- EXTRAIT -
□ □ □ □

Chouette, j’ai un lecteur ! qui a laissé un commentaire à mon dernier billet sur le classement des prépas. Son commentaire m’inspire plusieurs commentaires, qui ne reflètent que mon opinion, dont je n’ai pas la prétention de penser qu’elle est la meilleure.
Tout d’abord, rappelons une évidence : le classement des lycées dépend éminemment des écoles considérées pour comptabiliser les intégrés. Comme je l’ai déjà dit, le classement du journal l’Etudiant ne prend pas en compte les écoles du concours G2E, dont certaines sont tout à fait prestigieuses (Géol Nancy ou l’ENGEES). En outre, ne considérer que certaines écoles d’un concours amène à des variations tout à fait considérables en fonction du lot qu’on choisit. Par exemple, le classement de l’Etudiant prend en compte les ENS et les écoles de premier rang du concours Agro-Véto (les écoles vétérinaires et les écoles d’Agronomie), mais laisse de côté les ENITA et les écoles de chimie (pourtant sur ce même concours Agro) ; en revanche, le classement de l’Express ne prend en compte que l’AgroParisTech (Agro Paris). Sur le classement de l’Etudiant, le lycée Fénelon est classé 15ème, dans l’Express, il est … 2ème !!
Il est facile de voir également que les choix des candidats sont très importants. En 2009, l’ENITA de Nantes a été l’école du concours Agro-Véto à avoir recruté le candidat le plus mal classé, et a eu le plus mauvais rang moyen d’intégration du concours ; autrement dit, elle apparait comme la moins bonne école du concours. Or, le meilleur candidat à avoir intégré cette école était 196è, et avait donc la possibilité d’intégrer n’importe quelle école du concours Agro ! Dans le classement de l’Etudiant, ce candidat n’a pas été comptabilisé comme ayant réussi, puisque l’ENITA de Nantes n’est pas prise en compte. J’ignore ce qui a poussé un candidat aussi brillant à aller à Nantes : erreur dans sa liste de voeux ? raison personnelle ? ou tout simplement que l’ENITA de Nantes lui plaisait plus ? Le calcul est facile à faire : pour une classe de 40 élèves, un élève qui est malade le jour du concours, ou qui fait le choix d’une « mauvais école » plutôt que d’une bonne, c’est 2,5% de différence dans le classement de l’Etudiant.

□ □ □ □

- CONSIGNE -
Dans l'extrait ci-dessus, relevez toutes les hypothèses avancées pour expliquer qu'un candidat classé 196e ait choisi l'ENITA de Nantes.

- SECTION DES DONNÉES -

□ □ □ □

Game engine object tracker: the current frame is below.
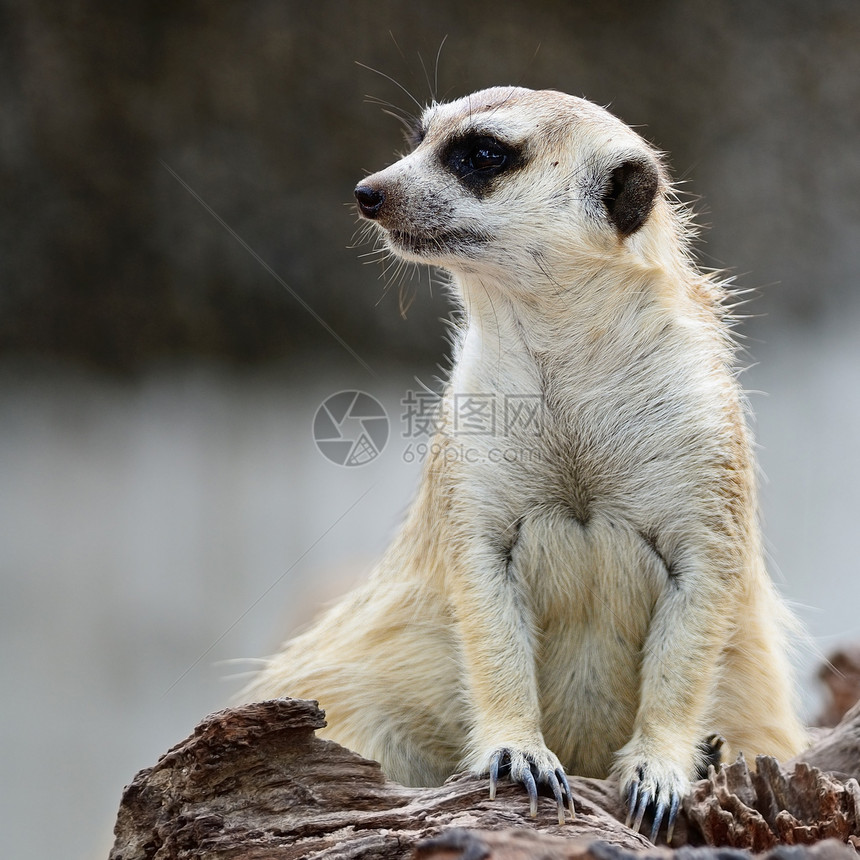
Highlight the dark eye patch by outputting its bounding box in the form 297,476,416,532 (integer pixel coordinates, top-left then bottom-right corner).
406,119,427,149
442,134,525,194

□ □ □ □

- CORRIGÉ -
- une erreur dans sa liste de voeux
- une raison personnelle
- l'ENITA de Nantes lui plaisait plus